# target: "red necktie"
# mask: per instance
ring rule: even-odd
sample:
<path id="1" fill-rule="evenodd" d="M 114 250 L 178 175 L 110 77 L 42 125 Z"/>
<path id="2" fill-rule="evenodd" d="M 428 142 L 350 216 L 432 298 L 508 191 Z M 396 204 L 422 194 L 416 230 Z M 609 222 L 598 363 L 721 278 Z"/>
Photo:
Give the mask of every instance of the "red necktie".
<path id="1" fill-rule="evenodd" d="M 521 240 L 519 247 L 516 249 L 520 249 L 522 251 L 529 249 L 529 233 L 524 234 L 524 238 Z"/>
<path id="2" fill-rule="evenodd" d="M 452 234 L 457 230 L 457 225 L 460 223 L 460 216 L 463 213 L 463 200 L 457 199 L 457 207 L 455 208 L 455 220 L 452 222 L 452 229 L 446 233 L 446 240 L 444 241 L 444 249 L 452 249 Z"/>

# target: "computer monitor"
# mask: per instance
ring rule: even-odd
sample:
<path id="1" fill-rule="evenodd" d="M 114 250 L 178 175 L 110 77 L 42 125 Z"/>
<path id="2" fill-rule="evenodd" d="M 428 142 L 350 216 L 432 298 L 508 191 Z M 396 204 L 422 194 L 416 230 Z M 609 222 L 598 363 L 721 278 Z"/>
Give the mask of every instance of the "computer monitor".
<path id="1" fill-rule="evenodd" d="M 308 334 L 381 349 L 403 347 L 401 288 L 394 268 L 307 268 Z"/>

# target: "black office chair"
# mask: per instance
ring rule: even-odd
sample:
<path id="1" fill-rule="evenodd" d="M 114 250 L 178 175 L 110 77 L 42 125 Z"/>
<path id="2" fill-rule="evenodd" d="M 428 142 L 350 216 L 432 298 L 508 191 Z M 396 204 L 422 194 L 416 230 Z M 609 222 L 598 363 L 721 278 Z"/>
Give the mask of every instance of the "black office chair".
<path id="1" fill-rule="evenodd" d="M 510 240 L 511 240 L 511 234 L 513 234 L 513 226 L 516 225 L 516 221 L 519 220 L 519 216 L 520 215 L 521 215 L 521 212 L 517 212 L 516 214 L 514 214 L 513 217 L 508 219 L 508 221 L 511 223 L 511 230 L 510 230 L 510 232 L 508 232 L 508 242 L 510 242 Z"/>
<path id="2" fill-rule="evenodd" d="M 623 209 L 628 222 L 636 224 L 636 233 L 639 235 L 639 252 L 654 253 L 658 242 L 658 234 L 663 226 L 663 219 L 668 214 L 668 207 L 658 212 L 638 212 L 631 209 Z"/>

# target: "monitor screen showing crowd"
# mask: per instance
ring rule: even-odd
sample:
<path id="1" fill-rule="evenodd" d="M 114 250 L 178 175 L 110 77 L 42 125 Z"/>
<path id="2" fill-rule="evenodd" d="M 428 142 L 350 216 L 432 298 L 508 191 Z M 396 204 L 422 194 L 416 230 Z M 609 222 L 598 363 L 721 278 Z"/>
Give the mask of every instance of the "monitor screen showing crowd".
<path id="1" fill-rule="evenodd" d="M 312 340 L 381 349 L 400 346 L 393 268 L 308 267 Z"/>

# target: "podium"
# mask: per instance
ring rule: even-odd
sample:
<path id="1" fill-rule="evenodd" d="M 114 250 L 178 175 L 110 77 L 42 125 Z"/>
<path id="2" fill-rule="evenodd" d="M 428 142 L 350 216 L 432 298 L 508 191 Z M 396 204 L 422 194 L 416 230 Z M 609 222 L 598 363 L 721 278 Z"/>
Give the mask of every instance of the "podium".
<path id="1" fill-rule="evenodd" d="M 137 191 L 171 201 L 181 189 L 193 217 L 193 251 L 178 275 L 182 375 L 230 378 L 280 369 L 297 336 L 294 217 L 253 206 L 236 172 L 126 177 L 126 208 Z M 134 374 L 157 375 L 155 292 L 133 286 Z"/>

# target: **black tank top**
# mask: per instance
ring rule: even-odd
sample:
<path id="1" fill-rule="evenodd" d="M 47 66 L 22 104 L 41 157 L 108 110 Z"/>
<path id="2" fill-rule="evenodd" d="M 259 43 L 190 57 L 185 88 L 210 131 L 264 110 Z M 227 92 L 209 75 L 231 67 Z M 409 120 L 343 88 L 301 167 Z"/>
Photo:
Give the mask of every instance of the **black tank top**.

▶ WORK TO DO
Reproduce the entire listing above verbatim, keeping every line unchanged and in its original order.

▶ WRITTEN ANSWER
# target: "red necktie"
# mask: per instance
ring rule: even-odd
sample:
<path id="1" fill-rule="evenodd" d="M 114 250 L 178 175 L 110 77 L 42 125 Z"/>
<path id="2" fill-rule="evenodd" d="M 428 142 L 350 216 L 432 298 L 508 191 Z M 396 204 L 422 194 L 416 230 Z M 609 222 L 598 363 L 721 278 Z"/>
Photo:
Give the mask of every instance of the "red necktie".
<path id="1" fill-rule="evenodd" d="M 521 240 L 519 247 L 516 249 L 520 249 L 522 251 L 529 249 L 529 233 L 524 234 L 524 238 Z"/>
<path id="2" fill-rule="evenodd" d="M 452 234 L 457 230 L 457 225 L 460 223 L 460 216 L 463 213 L 463 200 L 457 199 L 457 207 L 455 208 L 455 220 L 452 222 L 452 229 L 446 233 L 446 240 L 444 241 L 444 249 L 452 249 Z"/>

# target: "computer monitor"
# mask: per instance
ring rule: even-odd
sample:
<path id="1" fill-rule="evenodd" d="M 114 250 L 178 175 L 110 77 L 42 125 Z"/>
<path id="2" fill-rule="evenodd" d="M 428 142 L 350 216 L 432 298 L 508 191 Z M 396 204 L 422 194 L 416 230 Z M 609 222 L 598 363 L 721 278 Z"/>
Give the mask of every instance of the "computer monitor".
<path id="1" fill-rule="evenodd" d="M 308 334 L 381 349 L 403 347 L 401 288 L 394 268 L 307 268 Z"/>

# target: "black office chair"
# mask: per instance
ring rule: even-odd
sample:
<path id="1" fill-rule="evenodd" d="M 114 250 L 178 175 L 110 77 L 42 125 Z"/>
<path id="2" fill-rule="evenodd" d="M 428 142 L 350 216 L 432 298 L 508 191 Z M 396 204 L 422 194 L 416 230 Z M 609 222 L 598 363 L 721 278 Z"/>
Give the mask of every instance of the "black office chair".
<path id="1" fill-rule="evenodd" d="M 510 240 L 511 240 L 511 234 L 513 234 L 513 226 L 516 225 L 516 221 L 519 220 L 519 216 L 520 215 L 521 215 L 521 212 L 517 212 L 516 214 L 514 214 L 513 217 L 508 219 L 508 221 L 511 223 L 511 230 L 510 230 L 510 232 L 508 232 L 508 242 L 510 242 Z"/>
<path id="2" fill-rule="evenodd" d="M 623 209 L 628 222 L 636 224 L 636 233 L 639 235 L 639 252 L 654 253 L 658 242 L 658 234 L 663 226 L 663 219 L 668 214 L 668 207 L 658 212 L 638 212 L 631 209 Z"/>

# target: "monitor screen showing crowd"
# mask: per instance
ring rule: even-odd
sample:
<path id="1" fill-rule="evenodd" d="M 114 250 L 178 175 L 110 77 L 42 125 Z"/>
<path id="2" fill-rule="evenodd" d="M 428 142 L 350 216 L 432 298 L 508 191 Z M 396 204 L 422 194 L 416 230 Z M 609 222 L 598 363 L 721 278 Z"/>
Give the mask of every instance of the "monitor screen showing crowd".
<path id="1" fill-rule="evenodd" d="M 312 340 L 381 349 L 400 346 L 393 268 L 308 267 Z"/>

# target: "podium"
# mask: per instance
ring rule: even-odd
sample:
<path id="1" fill-rule="evenodd" d="M 114 250 L 178 175 L 110 77 L 42 125 Z"/>
<path id="2" fill-rule="evenodd" d="M 428 142 L 350 216 L 432 298 L 508 191 Z M 396 204 L 422 194 L 416 230 Z M 609 222 L 598 363 L 721 278 Z"/>
Give the mask of every instance of the "podium".
<path id="1" fill-rule="evenodd" d="M 137 191 L 171 201 L 181 189 L 193 217 L 193 251 L 178 275 L 182 375 L 230 378 L 280 369 L 297 336 L 294 217 L 253 206 L 236 172 L 126 177 L 126 208 Z M 134 374 L 157 375 L 155 292 L 133 286 Z"/>

# target: **black tank top**
# mask: per instance
ring rule: even-odd
sample:
<path id="1" fill-rule="evenodd" d="M 47 66 L 22 104 L 41 157 L 108 110 Z"/>
<path id="2" fill-rule="evenodd" d="M 259 43 L 190 57 L 185 88 L 210 131 L 264 110 Z M 227 92 L 209 75 L 231 67 Z M 409 120 L 343 88 L 301 167 Z"/>
Photo:
Give the mask of every instance of the **black tank top**.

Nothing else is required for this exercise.